→ **INSTRUCTIONS FOR THE TASK**
Show every line in the records below that contains the word "black", copying each one in full. Case counts.
^^^^^^^^
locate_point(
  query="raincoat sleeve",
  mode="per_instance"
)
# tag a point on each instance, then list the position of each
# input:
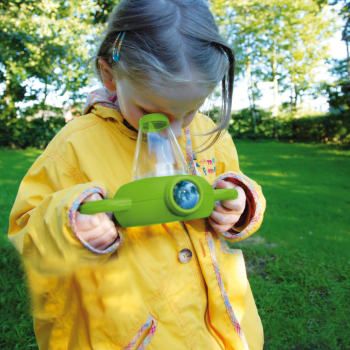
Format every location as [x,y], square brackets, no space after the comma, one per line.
[227,168]
[42,226]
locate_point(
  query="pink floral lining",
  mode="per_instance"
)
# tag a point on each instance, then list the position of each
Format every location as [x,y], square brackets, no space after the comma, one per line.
[224,295]
[252,197]
[144,344]
[225,249]
[72,212]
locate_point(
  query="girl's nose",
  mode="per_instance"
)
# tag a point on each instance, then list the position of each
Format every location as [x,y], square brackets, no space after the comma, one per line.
[176,126]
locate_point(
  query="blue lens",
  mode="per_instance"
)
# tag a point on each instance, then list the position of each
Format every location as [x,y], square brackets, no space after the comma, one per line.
[186,195]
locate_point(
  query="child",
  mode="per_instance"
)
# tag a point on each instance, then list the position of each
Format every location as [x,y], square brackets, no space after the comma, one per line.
[171,286]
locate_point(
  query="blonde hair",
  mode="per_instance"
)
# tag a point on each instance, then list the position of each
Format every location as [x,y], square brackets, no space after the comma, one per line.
[164,41]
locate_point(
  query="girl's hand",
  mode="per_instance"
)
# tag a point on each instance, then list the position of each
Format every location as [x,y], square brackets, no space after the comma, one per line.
[227,213]
[97,230]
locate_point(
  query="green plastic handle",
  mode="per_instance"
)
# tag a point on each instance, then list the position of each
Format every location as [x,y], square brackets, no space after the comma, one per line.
[105,206]
[222,194]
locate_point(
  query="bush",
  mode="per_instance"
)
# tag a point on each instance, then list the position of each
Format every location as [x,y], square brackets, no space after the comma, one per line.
[23,133]
[332,128]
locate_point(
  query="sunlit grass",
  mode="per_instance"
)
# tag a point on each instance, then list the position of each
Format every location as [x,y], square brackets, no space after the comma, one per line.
[299,268]
[298,262]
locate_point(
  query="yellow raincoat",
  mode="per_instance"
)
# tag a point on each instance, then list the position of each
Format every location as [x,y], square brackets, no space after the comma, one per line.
[137,293]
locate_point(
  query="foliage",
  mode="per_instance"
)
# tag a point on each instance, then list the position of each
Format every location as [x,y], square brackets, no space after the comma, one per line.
[282,40]
[333,128]
[23,133]
[46,41]
[338,92]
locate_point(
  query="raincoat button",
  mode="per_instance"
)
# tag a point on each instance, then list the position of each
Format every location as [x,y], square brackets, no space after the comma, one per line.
[185,256]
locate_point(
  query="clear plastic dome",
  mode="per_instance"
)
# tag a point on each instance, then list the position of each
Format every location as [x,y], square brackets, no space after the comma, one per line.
[157,151]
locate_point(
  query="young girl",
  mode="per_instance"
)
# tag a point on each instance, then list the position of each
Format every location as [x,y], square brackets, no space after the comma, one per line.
[171,286]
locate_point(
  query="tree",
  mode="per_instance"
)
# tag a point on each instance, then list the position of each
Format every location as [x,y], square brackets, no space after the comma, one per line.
[48,41]
[281,41]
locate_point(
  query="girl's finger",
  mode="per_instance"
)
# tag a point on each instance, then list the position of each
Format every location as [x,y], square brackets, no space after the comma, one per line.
[105,240]
[225,219]
[219,228]
[87,222]
[96,232]
[237,204]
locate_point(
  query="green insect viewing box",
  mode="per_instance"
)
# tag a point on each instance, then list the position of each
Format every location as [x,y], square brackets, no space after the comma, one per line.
[156,196]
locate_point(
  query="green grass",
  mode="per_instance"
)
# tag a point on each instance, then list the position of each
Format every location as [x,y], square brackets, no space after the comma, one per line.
[16,326]
[298,262]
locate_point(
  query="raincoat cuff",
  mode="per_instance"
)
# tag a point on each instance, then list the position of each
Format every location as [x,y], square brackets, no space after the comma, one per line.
[249,219]
[72,213]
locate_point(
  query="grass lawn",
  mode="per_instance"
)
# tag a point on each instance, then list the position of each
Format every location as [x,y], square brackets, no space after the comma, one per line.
[298,262]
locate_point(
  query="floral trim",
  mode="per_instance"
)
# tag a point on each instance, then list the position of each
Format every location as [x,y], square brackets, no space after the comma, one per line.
[225,249]
[190,158]
[72,212]
[252,197]
[149,337]
[102,97]
[224,295]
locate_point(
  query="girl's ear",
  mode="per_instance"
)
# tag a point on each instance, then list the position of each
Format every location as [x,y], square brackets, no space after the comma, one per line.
[107,75]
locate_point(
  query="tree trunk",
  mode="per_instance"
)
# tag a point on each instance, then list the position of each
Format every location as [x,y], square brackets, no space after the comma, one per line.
[275,84]
[251,96]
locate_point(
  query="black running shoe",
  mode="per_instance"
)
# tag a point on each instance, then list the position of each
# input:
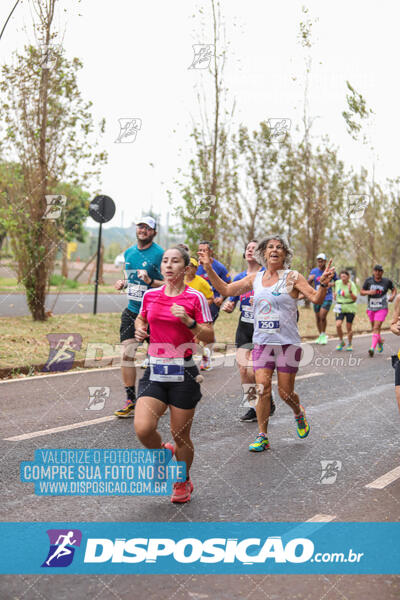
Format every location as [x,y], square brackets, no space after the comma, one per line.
[250,416]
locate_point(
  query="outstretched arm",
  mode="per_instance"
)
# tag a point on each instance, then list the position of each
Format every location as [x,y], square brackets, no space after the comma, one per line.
[315,296]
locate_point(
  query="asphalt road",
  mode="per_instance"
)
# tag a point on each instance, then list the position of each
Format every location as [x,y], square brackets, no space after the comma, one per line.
[14,305]
[354,419]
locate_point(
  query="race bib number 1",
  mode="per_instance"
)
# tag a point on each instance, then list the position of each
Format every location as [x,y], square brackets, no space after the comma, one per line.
[269,324]
[166,369]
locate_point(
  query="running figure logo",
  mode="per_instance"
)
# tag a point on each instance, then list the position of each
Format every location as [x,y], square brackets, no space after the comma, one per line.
[357,203]
[97,397]
[62,547]
[62,351]
[55,204]
[203,208]
[279,129]
[329,470]
[202,56]
[49,55]
[128,129]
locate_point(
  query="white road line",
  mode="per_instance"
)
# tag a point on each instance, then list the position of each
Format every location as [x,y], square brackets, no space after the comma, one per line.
[321,519]
[28,436]
[385,480]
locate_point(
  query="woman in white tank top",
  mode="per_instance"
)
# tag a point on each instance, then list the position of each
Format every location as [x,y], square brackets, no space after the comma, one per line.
[276,338]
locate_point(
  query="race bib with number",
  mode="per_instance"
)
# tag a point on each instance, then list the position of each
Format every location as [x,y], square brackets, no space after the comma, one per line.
[375,303]
[269,323]
[248,314]
[136,291]
[166,369]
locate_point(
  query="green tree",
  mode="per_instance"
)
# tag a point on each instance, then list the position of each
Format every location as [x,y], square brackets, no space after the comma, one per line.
[48,128]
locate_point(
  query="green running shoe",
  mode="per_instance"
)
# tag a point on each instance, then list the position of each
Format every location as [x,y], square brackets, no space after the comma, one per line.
[260,443]
[303,428]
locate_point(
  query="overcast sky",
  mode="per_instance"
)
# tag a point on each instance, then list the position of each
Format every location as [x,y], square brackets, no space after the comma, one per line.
[136,57]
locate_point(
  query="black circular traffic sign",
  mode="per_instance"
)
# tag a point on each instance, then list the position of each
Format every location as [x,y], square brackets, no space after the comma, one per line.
[102,209]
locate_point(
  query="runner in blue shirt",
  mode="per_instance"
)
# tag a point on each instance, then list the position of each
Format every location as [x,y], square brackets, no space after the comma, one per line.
[142,270]
[222,272]
[321,310]
[244,336]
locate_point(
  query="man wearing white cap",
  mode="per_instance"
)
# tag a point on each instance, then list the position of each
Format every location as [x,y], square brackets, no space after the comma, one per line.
[142,271]
[321,310]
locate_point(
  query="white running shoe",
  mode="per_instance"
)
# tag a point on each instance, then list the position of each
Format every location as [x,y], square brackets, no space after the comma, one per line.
[206,360]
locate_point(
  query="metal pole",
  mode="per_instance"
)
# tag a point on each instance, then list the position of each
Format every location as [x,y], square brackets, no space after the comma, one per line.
[96,283]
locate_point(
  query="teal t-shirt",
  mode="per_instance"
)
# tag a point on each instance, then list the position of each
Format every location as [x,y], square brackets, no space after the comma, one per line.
[135,259]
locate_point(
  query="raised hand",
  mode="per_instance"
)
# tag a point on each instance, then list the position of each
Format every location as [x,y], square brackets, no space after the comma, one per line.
[179,312]
[328,274]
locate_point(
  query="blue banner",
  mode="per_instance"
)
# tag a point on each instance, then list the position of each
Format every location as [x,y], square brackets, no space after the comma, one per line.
[202,548]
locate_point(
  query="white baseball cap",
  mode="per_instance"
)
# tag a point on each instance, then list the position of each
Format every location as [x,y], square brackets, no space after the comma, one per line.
[147,221]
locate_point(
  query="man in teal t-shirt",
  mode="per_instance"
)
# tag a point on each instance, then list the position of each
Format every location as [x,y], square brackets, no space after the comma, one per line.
[142,271]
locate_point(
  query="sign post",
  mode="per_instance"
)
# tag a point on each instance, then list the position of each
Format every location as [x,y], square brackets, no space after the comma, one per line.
[102,210]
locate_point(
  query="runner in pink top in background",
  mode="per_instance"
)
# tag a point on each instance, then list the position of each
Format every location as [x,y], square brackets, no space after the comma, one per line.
[178,316]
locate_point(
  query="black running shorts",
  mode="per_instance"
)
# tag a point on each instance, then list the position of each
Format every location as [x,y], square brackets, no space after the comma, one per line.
[182,394]
[244,335]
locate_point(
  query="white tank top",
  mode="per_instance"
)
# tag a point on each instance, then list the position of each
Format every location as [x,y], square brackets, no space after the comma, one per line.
[275,313]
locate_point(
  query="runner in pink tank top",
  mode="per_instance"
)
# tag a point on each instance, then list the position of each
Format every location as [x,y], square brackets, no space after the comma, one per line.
[178,316]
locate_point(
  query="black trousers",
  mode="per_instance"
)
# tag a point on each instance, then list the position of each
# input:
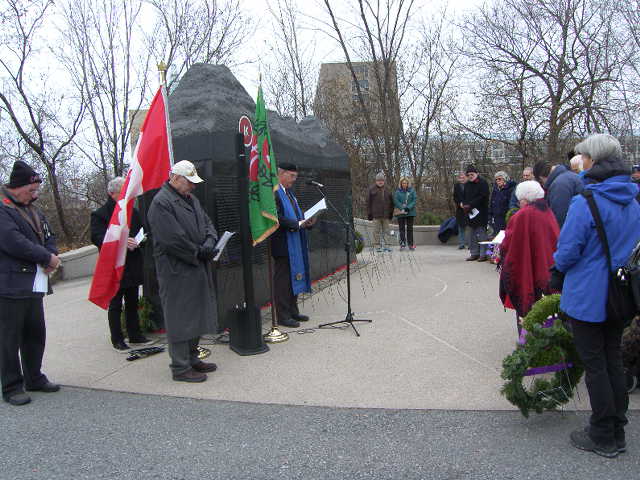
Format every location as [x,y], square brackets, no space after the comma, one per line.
^^^^^^^^
→ **OUTPUT FOR THIS TASK**
  query="black running shoe",
  query="black circular traffic sign",
  query="black running shorts",
  query="black trousers",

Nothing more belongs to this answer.